Problem to solve:
Every record that follows must be given again exactly.
*** Opening Data supplied ***
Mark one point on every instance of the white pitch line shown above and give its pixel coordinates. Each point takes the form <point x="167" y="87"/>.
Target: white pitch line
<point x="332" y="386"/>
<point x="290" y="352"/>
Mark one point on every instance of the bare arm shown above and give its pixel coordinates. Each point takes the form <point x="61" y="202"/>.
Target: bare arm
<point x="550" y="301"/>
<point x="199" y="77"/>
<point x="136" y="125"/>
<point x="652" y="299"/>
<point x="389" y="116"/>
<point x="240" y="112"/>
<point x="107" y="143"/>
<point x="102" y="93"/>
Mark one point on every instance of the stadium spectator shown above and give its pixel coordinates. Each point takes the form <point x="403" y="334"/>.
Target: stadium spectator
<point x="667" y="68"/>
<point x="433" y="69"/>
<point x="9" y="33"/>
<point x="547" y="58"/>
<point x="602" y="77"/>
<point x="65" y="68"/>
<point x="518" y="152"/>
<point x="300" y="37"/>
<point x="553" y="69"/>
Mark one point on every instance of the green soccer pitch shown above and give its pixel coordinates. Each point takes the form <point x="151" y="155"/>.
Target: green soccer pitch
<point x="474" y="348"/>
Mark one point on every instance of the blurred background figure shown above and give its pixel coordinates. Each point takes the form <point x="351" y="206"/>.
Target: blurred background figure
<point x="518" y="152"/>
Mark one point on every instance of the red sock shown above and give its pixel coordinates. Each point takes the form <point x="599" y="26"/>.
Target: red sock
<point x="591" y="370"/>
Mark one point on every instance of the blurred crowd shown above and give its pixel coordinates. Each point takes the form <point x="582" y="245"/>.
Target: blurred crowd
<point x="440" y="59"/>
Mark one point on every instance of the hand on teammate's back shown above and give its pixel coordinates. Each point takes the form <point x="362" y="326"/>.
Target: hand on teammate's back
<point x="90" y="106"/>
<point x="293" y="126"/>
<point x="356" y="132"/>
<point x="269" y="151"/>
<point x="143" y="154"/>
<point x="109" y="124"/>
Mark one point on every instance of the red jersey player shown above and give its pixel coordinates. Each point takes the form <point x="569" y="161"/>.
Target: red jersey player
*** Closing Data supplied ***
Response box:
Mark one point on every instance of the white pitch line shown above and give its pixel coordinates. Each point takes the form <point x="167" y="87"/>.
Target: white pitch line
<point x="332" y="386"/>
<point x="290" y="352"/>
Mark one point on every instance of the bare arm shown above and give its pixel coordinates. Each point takes the form <point x="61" y="202"/>.
Target: bare arm
<point x="550" y="301"/>
<point x="199" y="77"/>
<point x="136" y="125"/>
<point x="652" y="299"/>
<point x="389" y="116"/>
<point x="240" y="112"/>
<point x="107" y="143"/>
<point x="102" y="93"/>
Mark one point on every instance of the stadium spectator shown above and give its pixel coordinates. Each point takes the form <point x="403" y="334"/>.
Target: stadium spectator
<point x="667" y="68"/>
<point x="433" y="69"/>
<point x="9" y="33"/>
<point x="547" y="58"/>
<point x="602" y="77"/>
<point x="65" y="68"/>
<point x="518" y="152"/>
<point x="300" y="37"/>
<point x="553" y="69"/>
Mark one point on every instance of the green soccer pitch shown above and give its pixel coordinates. Each point takes the form <point x="151" y="155"/>.
Target: green soccer pitch
<point x="474" y="348"/>
Mark one point on every instance of the blurred background figure shown above and give its pixel coordinates. Each point takes the form <point x="351" y="206"/>.
Target: blurred background figure
<point x="518" y="152"/>
Mark one point on every instance of the red sock shown above and give its pixel coordinates. Each point takes the form <point x="599" y="26"/>.
Target: red sock
<point x="591" y="370"/>
Mark one point on every instance of the blurred crowd shown above and give its pixel coordinates. Each point takes the form <point x="582" y="245"/>.
Target: blurred crowd
<point x="440" y="59"/>
Mark one point on every instance of the hand on teammate's back shown above and give its pixel coordinates. Each point takes the form <point x="362" y="326"/>.
Target: hand on teammate's back
<point x="90" y="106"/>
<point x="293" y="126"/>
<point x="356" y="132"/>
<point x="269" y="151"/>
<point x="143" y="154"/>
<point x="109" y="124"/>
Mark one point on every instance of the red jersey player shown above and give its pixel coordinates. Each point takes the form <point x="569" y="161"/>.
Target: red jersey player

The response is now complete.